■ **Information supplied**:
______________________________
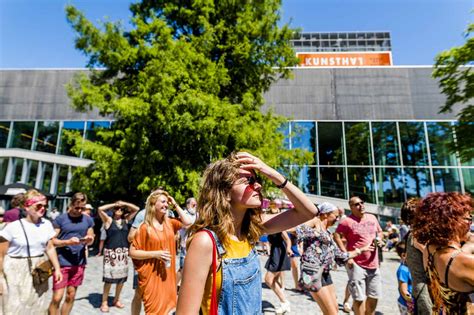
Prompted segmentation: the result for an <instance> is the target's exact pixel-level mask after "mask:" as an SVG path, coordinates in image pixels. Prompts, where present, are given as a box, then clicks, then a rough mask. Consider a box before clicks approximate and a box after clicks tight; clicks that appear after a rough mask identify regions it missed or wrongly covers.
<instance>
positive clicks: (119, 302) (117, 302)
mask: <svg viewBox="0 0 474 315" xmlns="http://www.w3.org/2000/svg"><path fill="white" fill-rule="evenodd" d="M113 305H114V306H115V307H117V308H124V307H125V305H123V303H122V302H120V301H114V303H113Z"/></svg>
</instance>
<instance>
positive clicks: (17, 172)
mask: <svg viewBox="0 0 474 315" xmlns="http://www.w3.org/2000/svg"><path fill="white" fill-rule="evenodd" d="M12 162H13V174H12V178H11V182H12V183H16V182H19V181H21V173H22V172H23V159H18V158H13V159H12Z"/></svg>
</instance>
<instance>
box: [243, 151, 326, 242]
mask: <svg viewBox="0 0 474 315" xmlns="http://www.w3.org/2000/svg"><path fill="white" fill-rule="evenodd" d="M237 157H238V160H237V162H239V163H242V166H241V168H242V169H245V170H255V171H258V172H259V173H260V174H262V175H264V176H265V177H267V178H268V179H269V180H271V181H272V182H273V183H274V184H275V185H276V186H277V187H278V188H280V189H281V190H282V192H283V193H284V194H285V195H286V197H287V198H288V199H289V200H290V201H291V202H292V203H293V205H294V208H293V209H291V210H288V211H285V212H283V213H281V214H279V215H277V216H275V217H273V218H272V219H270V220H268V221H266V222H264V225H263V226H264V232H265V233H268V234H273V233H278V232H281V231H284V230H288V229H290V228H292V227H294V226H297V225H299V224H301V223H303V222H306V221H308V220H311V219H312V218H313V217H314V216H315V215H317V214H318V212H319V211H318V208H316V206H315V205H314V204H313V203H312V202H311V200H309V199H308V197H306V195H305V194H304V193H303V192H302V191H301V190H300V189H299V188H298V187H296V186H295V185H293V184H292V183H291V182H290V181H288V179H287V178H285V177H284V176H283V175H281V174H280V173H278V172H277V171H276V170H275V169H273V168H271V167H270V166H268V165H267V164H265V163H264V162H263V161H262V160H260V159H259V158H257V157H255V156H253V155H251V154H250V153H247V152H239V153H237Z"/></svg>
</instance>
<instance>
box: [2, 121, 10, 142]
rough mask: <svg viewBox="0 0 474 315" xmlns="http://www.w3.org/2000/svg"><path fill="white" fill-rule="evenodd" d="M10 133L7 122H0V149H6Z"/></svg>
mask: <svg viewBox="0 0 474 315" xmlns="http://www.w3.org/2000/svg"><path fill="white" fill-rule="evenodd" d="M9 131H10V122H9V121H0V148H6V147H7V141H8V132H9Z"/></svg>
______________________________
■ **Exercise prompt**: Render the entries from their start up to and including the line with "positive clicks: (119, 302) (117, 302)" as a Markdown table with columns No. and Text, one numbered row per line. Omit blank lines and the pictures.

■ **Answer below**:
| No. | Text |
|---|---|
| 1 | Prompted segmentation: the result for an <instance> is the target's exact pixel-level mask after "mask:" as an SVG path, coordinates in image pixels. Prompts, where present, are given as a box, then clicks, then a rough mask. Consider a box before clicks approximate and a box after clicks tight; clicks that appear after a rough mask identify regions it missed or wrongly covers. |
| 2 | <instance> |
| 3 | positive clicks: (119, 302) (117, 302) |